╭─ Data for the task
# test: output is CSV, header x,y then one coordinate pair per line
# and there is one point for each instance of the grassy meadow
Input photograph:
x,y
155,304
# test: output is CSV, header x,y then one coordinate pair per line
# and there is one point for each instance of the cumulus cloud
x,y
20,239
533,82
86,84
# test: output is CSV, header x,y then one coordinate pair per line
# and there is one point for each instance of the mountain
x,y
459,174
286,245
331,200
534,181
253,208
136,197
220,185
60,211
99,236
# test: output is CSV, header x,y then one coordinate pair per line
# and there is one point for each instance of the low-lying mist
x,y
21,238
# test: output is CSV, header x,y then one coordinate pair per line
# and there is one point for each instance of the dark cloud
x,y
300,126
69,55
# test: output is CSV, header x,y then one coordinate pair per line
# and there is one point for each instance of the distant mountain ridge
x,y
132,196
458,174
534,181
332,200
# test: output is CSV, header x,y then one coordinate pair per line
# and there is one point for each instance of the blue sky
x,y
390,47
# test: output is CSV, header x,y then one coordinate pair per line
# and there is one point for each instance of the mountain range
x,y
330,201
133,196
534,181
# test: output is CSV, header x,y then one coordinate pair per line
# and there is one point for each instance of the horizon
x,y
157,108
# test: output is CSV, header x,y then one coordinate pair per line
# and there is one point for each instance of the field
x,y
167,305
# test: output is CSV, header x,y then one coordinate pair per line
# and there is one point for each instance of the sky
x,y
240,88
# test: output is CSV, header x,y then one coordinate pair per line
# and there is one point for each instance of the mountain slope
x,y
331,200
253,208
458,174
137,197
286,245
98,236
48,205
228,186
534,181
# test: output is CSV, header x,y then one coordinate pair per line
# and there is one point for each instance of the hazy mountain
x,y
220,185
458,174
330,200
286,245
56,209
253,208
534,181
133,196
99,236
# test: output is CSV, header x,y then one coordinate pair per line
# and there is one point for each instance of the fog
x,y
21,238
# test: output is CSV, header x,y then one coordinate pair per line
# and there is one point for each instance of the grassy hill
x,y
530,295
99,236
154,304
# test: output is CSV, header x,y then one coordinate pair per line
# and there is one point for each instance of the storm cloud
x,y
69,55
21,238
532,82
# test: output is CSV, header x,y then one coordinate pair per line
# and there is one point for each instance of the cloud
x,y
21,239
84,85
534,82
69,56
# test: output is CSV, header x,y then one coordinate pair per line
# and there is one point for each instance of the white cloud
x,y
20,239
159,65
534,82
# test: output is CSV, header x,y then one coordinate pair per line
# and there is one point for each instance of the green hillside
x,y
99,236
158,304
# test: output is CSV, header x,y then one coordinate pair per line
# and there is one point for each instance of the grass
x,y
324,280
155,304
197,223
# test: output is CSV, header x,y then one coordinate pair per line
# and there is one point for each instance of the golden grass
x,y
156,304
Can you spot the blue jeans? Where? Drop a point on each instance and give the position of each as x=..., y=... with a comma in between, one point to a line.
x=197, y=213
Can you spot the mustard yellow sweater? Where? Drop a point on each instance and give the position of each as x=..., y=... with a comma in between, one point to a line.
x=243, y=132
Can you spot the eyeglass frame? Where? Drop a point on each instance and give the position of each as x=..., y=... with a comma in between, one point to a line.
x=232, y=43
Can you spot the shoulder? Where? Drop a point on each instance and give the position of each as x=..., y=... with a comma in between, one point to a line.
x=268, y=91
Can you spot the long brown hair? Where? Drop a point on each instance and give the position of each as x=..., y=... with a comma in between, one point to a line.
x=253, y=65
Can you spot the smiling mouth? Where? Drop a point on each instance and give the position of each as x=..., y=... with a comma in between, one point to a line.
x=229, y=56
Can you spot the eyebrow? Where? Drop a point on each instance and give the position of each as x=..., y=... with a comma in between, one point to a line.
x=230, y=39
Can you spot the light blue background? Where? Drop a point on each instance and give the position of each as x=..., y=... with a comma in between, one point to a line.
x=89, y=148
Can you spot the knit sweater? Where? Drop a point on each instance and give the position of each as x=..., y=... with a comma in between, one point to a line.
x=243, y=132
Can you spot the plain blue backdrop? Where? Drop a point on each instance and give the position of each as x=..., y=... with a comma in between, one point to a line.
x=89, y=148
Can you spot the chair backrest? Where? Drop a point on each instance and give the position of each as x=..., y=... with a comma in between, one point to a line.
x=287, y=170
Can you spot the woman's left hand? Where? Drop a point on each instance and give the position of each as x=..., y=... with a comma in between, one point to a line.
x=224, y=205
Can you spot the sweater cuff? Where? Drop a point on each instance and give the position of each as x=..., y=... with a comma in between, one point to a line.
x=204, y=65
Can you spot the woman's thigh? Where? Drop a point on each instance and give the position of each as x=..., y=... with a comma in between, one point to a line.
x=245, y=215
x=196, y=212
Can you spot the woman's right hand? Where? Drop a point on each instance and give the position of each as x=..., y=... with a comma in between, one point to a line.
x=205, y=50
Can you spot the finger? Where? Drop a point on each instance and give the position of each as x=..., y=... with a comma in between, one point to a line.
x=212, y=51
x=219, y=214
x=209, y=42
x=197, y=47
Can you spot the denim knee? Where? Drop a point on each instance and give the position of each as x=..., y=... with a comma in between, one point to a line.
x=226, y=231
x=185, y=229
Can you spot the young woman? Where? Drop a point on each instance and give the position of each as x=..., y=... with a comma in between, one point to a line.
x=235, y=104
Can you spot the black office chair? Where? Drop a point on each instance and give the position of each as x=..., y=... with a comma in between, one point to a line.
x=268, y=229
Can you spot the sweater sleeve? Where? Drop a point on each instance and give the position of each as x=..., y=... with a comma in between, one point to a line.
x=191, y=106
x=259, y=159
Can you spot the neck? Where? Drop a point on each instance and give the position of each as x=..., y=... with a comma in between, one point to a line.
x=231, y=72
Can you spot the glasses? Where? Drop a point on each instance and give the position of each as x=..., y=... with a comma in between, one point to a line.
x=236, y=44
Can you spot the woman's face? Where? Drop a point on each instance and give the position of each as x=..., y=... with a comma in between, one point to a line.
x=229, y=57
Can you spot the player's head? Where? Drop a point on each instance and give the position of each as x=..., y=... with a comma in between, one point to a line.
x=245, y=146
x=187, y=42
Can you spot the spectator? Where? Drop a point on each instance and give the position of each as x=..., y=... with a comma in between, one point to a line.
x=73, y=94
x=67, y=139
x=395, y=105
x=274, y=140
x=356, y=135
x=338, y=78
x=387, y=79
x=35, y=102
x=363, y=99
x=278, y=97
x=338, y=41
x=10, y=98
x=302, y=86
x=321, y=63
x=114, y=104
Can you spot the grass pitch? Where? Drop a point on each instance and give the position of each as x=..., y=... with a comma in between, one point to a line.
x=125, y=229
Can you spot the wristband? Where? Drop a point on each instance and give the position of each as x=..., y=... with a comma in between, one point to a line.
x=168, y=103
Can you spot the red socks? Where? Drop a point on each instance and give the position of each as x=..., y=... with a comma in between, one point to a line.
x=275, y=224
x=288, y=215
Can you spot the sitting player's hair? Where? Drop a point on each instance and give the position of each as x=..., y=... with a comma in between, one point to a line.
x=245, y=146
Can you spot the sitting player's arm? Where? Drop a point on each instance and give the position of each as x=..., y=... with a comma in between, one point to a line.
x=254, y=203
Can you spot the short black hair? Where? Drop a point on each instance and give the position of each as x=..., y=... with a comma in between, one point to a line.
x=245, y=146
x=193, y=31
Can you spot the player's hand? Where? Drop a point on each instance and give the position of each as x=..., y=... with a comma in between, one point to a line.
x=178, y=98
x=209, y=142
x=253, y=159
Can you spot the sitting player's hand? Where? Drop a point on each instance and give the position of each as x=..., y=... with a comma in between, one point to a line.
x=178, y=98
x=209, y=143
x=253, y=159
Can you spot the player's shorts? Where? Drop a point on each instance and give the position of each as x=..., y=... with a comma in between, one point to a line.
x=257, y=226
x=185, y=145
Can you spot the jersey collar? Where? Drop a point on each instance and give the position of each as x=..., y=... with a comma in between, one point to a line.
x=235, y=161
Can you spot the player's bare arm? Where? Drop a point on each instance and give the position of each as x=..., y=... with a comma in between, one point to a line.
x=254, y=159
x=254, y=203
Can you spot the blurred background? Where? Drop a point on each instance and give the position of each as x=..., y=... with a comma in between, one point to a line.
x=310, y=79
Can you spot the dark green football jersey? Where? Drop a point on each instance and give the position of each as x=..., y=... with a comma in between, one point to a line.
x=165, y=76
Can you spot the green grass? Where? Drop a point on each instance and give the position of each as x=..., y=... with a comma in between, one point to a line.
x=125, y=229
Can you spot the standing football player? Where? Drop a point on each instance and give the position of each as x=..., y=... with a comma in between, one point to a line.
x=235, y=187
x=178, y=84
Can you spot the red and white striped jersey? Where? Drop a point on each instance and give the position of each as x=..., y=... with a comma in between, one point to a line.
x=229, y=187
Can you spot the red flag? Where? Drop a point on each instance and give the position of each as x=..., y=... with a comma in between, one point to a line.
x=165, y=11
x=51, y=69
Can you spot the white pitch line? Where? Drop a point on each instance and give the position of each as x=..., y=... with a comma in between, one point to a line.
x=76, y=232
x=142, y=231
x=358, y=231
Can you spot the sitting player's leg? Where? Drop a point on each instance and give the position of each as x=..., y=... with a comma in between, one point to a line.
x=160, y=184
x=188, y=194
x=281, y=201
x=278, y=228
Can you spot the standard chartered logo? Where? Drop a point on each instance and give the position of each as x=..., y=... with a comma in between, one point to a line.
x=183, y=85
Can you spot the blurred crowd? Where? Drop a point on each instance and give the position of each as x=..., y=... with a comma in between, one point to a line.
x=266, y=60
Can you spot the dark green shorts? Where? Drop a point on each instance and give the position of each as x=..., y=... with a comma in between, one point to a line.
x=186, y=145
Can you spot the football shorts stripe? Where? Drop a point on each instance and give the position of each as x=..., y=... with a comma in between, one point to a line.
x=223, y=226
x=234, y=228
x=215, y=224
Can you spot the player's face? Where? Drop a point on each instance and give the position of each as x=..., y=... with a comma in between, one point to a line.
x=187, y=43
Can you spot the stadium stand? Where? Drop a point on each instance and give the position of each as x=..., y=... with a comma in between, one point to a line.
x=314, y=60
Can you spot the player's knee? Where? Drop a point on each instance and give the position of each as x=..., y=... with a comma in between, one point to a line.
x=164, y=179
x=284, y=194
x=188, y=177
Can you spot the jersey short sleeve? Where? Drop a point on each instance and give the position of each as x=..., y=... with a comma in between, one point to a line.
╰─
=== Job ===
Copy the lines from the one with "Can you spot the knit" to the one with "x=196, y=212", putting "chair armrest" in place of "chair backrest" and changing nothing else. Give only those lines.

=== Correct answer ===
Can you spot the knit sweater? Where? Drop a point on each instance and give the position of each as x=..., y=... with a comma in between, one point to a line.
x=243, y=132
Can you spot the plain blue backdrop? Where? Drop a point on each instance and give the position of each as x=..., y=... with a comma in between, one point to a line.
x=89, y=148
Can you spot the chair armrest? Where? Drop a point on each instance and give the position of each as x=..., y=... with a comma in between, one point to a line.
x=287, y=170
Can you spot the woman's left hand? Where? Drop a point on each instance and give the position of each as x=..., y=... with a comma in between, one point to a line.
x=224, y=205
Can you spot the sweater cuff? Where? Drop a point on each instance and give the position of each as x=..., y=... with a comma in between, one point to a line.
x=204, y=65
Can you spot the woman's thigh? Where? Drop a point on each instance and give the position of each as x=..., y=... with a comma in between, one point to a line.
x=245, y=215
x=196, y=212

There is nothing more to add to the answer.